**Stated task:** Rewrite the data below as a JSON list of strings, one string per line, skipping blank lines. Start at the line that contains "Point out the reflection" and end at the last line of the data, including both of those lines.

==*==

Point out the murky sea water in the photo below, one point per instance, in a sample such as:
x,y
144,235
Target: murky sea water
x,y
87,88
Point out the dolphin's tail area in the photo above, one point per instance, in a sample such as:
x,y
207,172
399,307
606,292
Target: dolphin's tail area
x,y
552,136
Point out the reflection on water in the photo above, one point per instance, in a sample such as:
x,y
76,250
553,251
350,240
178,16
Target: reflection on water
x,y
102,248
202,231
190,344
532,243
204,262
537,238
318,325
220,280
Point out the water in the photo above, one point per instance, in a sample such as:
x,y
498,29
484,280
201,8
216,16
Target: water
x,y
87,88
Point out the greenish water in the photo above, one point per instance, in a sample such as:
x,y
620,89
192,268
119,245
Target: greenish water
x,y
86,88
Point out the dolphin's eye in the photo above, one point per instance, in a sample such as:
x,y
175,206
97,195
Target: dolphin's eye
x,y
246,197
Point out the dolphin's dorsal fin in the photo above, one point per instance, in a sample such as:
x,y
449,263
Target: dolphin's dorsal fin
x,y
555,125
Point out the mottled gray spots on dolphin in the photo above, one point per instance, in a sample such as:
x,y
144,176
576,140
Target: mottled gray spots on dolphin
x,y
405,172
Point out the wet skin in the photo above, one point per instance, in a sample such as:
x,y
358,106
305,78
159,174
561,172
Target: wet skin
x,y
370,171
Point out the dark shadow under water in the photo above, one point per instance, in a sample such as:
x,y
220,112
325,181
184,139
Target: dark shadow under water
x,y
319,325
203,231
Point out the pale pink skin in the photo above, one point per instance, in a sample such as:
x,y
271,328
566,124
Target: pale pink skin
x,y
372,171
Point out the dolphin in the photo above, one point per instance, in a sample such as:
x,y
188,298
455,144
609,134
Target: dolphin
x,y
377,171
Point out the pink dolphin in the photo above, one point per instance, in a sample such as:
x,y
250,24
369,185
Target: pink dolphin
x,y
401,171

==*==

**Written reply:**
[
  "Point out the reflection on water in the photo above, one point per instance, in a sample such as:",
  "x,y",
  "76,250",
  "553,251",
  "350,240",
  "178,16",
  "Target: reflection on water",
  "x,y",
  "102,248",
  "202,231",
  "190,344",
  "532,243",
  "204,262",
  "537,238",
  "318,325",
  "220,280",
  "Point out the water in the photo above, one point per instance, in a sample such as:",
  "x,y",
  "498,29",
  "484,280",
  "201,8",
  "216,16",
  "Target: water",
  "x,y",
  "87,88",
  "Point out the greenish water in the photo above, one point per instance, in a sample such as:",
  "x,y",
  "620,89",
  "192,268",
  "119,245",
  "Target: greenish water",
  "x,y",
  "86,88",
  "Point out the dolphin's eye in the photo above, one point per instance, in a sample such as:",
  "x,y",
  "175,206",
  "97,195",
  "Target: dolphin's eye",
  "x,y",
  "246,197",
  "Point out the dolphin's dorsal fin in the photo above, one point per instance, in a sample such as:",
  "x,y",
  "449,263",
  "Target: dolphin's dorsal fin",
  "x,y",
  "555,125",
  "Point out the mottled gray spots on dolphin in the photo above, one point per instance, in a sample such as:",
  "x,y",
  "144,176",
  "576,140",
  "Target: mottled gray spots on dolphin",
  "x,y",
  "405,172",
  "Point out the wet skin in the photo above, one point per instance, in a sample such as:",
  "x,y",
  "358,106",
  "305,78",
  "159,174",
  "561,172",
  "Target: wet skin",
  "x,y",
  "370,171",
  "Point out the dark shadow under water in the photo above, one point per instance, in a sample such as:",
  "x,y",
  "220,112",
  "325,181",
  "184,139",
  "Target: dark shadow under water",
  "x,y",
  "319,325",
  "203,231",
  "Point out the pale pink skin in the photo above, one point per instance, in a sample such as:",
  "x,y",
  "271,328",
  "566,124",
  "Target: pale pink skin",
  "x,y",
  "372,171",
  "Point out the dolphin in the photo above, one point per instance, in a sample such as:",
  "x,y",
  "188,298",
  "455,144",
  "609,134",
  "Target: dolphin",
  "x,y",
  "377,171",
  "Point out the pink dolphin in the photo above, one point per instance, in a sample such as:",
  "x,y",
  "250,24",
  "369,185",
  "Target: pink dolphin",
  "x,y",
  "401,171"
]